TEXT PROVIDED
------------------------------------------------
## Loading files to S3

In [1]:
# Imports
from aws_snowflake_config import aws_s3_connection, snowflake_connection
import logging
from botocore.exceptions import ClientError
import os

In [2]:
s3_client, bucket_name = aws_s3_connection()

In [3]:
# Get a list of all the files with the extension in the directory_path
def get_files_in_directory(directory_path, extension):
    files=[]
    for f in os.listdir(directory_path):
        if f.endswith(extension):
            files.append(f)
    return files

In [4]:
# Function  to upload the file of type extension to S3 bucket
def upload_file_to_s3(file_path, type, extension):
    try:
        # Fetching all files in the directory with the given extension
        list_of_files = get_files_in_directory(file_path,extension)
        print("\n",type.rstrip("/"),"files:",)
        print(list_of_files)
        
        # Upload if files exist
        if list_of_files:
            for file in list_of_files:
                try:
                    file_full_path=os.path.join(file_path, file)    # file path in local directory
                    key_value = type + file   # file path in S3 bucket
                    
                    # Upload the file to S3 using boto3
                    response = s3_client.upload_file(file_full_path, bucket_name, key_value)
                    print(f'File uploaded successfully: {file_full_path} -> s3://{bucket_name}/{key_value}')
                except ClientError as e:
                    logging.error(e)
        else:
            print(f'No files found in the {file_path} directory.')
    except Exception as e:
        print(f'Error uploading file {file_path}: {e}')

upload_file_to_s3('../web-scraping-and-dataset/','CSV_Data/','.csv')
upload_file_to_s3('../pdf-extractions/pypdf','PyPDF/','.txt')
upload_file_to_s3('../pdf-extractions/grobid','Grobid/','.txt')
------------------------------------------------
WHAT THIS EXERCISE ASKS
a – Decide whether each statement agrees with the notebook on loading files to S3, answering yes or no and quoting the notebook's deciding words: (i) get_files_in_directory keeps only files whose names end with the given extension; (ii) the upload to S3 is done with boto3; (iii) when no matching files are found, the upload function raises an exception.
b – Please repeat the part of the notebook on loading files to S3 between "# Upload the" and "upload_file_to_s3('../pdf-extractions/pypdf','PyPDF/','.txt')", inclusive.

[Entries for labeling image locations]
------------------------------------------------
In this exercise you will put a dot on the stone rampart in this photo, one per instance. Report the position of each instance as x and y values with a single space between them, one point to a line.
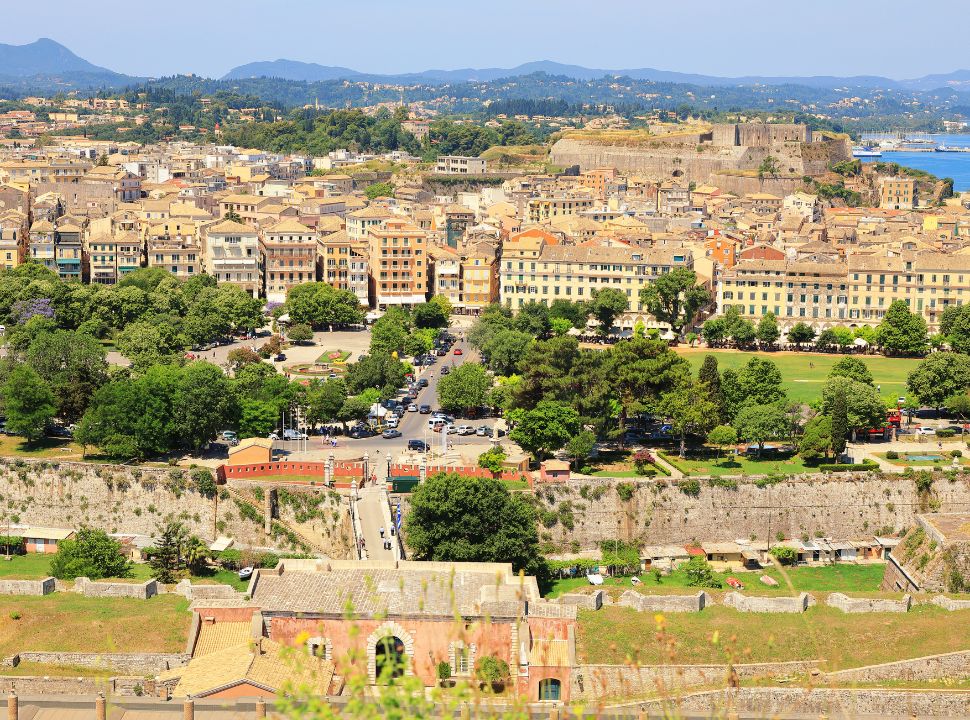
757 603
664 603
600 682
584 601
844 505
955 665
142 591
855 605
133 663
27 587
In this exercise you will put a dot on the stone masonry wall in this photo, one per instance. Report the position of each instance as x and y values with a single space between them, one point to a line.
755 603
27 587
142 591
597 682
844 505
856 605
133 663
120 498
664 603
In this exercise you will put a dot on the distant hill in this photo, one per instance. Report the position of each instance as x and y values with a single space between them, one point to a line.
45 60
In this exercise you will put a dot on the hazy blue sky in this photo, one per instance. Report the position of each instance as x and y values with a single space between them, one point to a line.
896 38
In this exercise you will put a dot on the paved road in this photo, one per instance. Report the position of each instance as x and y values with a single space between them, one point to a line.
370 509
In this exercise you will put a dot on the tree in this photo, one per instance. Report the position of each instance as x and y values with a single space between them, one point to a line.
840 421
464 388
29 403
606 305
902 332
505 349
864 408
761 423
722 436
709 375
547 427
675 298
453 518
580 447
300 333
800 333
689 409
430 314
939 377
853 368
768 332
91 554
816 442
492 459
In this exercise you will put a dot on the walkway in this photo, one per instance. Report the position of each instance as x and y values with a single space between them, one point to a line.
374 514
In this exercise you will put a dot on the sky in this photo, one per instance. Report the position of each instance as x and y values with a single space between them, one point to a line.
893 38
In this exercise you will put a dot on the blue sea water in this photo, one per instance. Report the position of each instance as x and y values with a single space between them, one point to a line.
952 165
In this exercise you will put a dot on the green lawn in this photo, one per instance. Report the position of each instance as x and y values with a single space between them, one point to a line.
738 465
66 622
803 381
823 578
718 634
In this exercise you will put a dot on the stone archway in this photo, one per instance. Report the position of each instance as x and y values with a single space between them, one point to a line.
401 646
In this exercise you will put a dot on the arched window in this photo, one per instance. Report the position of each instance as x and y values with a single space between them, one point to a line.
550 689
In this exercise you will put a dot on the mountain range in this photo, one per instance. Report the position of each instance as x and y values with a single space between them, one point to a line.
45 61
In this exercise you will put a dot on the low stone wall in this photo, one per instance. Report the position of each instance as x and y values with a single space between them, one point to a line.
955 665
599 682
843 703
27 587
950 604
133 663
584 601
847 604
89 588
205 592
753 603
664 603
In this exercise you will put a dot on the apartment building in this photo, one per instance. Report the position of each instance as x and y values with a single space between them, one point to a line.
459 165
576 272
897 193
233 254
546 207
290 257
343 264
814 289
398 264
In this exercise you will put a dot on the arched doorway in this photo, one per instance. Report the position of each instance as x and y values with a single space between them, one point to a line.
550 689
389 658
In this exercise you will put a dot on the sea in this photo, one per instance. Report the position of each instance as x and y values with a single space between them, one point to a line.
952 165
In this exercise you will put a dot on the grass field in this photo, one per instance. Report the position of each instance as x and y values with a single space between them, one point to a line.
823 578
66 622
840 640
805 373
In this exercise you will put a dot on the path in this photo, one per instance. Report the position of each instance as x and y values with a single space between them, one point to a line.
374 514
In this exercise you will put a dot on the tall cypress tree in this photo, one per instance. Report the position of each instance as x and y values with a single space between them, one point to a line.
840 422
709 375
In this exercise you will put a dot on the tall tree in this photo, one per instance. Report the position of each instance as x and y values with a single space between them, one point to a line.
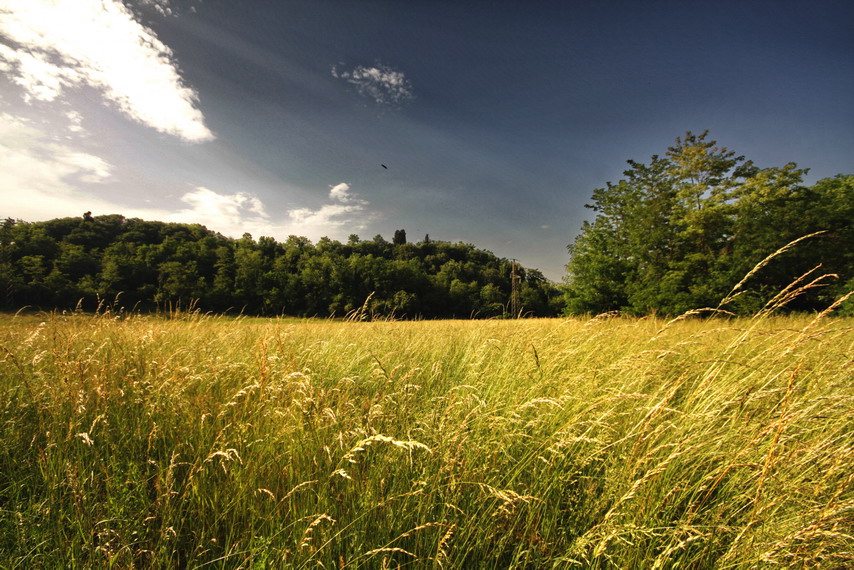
679 232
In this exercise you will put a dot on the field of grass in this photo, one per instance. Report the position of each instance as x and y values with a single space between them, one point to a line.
206 442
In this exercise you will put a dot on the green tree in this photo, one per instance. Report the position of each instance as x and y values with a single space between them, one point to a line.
679 232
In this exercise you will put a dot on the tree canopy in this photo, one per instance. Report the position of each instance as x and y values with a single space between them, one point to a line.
57 263
680 231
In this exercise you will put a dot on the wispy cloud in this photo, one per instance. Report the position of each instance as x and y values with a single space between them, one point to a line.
383 84
50 46
38 174
235 214
344 210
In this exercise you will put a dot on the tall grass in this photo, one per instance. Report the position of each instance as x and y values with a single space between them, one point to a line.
206 442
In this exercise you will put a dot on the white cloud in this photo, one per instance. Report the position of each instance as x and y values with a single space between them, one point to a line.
384 85
42 177
56 45
230 214
340 192
344 210
33 167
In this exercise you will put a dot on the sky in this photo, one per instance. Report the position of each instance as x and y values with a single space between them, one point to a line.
486 122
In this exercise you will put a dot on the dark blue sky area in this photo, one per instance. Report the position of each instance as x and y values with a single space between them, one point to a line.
509 114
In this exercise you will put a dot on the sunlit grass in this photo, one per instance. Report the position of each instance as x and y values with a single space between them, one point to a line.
214 442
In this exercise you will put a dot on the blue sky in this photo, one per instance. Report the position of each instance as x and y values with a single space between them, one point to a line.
496 120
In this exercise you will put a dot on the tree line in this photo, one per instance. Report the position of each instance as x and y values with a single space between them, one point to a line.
681 231
148 265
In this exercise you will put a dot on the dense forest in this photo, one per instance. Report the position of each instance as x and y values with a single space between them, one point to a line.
678 233
681 231
148 265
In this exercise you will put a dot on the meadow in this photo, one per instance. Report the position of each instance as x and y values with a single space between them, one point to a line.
211 442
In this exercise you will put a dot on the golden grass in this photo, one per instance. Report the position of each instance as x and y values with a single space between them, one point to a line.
216 442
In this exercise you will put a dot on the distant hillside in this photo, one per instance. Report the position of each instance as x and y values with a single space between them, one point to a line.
58 263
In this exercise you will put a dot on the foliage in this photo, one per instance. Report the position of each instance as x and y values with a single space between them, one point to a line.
195 441
143 265
679 232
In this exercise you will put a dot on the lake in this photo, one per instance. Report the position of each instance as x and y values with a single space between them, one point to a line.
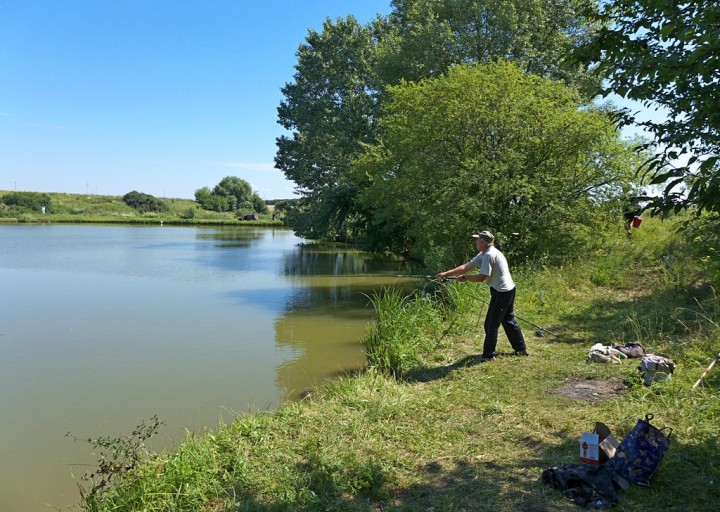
------------------------------------------------
FULL SOLUTIONS
a –
(i) Yes: "if f.endswith(extension):"
(ii) Yes: "# Upload the file to S3 using boto3"
(iii) No: "No files found in the {file_path} directory."

b –
# Upload the file to S3 using boto3
                    response = s3_client.upload_file(file_full_path, bucket_name, key_value)
                    print(f'File uploaded successfully: {file_full_path} -> s3://{bucket_name}/{key_value}')
                except ClientError as e:
                    logging.error(e)
        else:
            print(f'No files found in the {file_path} directory.')
    except Exception as e:
        print(f'Error uploading file {file_path}: {e}')

upload_file_to_s3('../web-scraping-and-dataset/','CSV_Data/','.csv')
upload_file_to_s3('../pdf-extractions/pypdf','PyPDF/','.txt')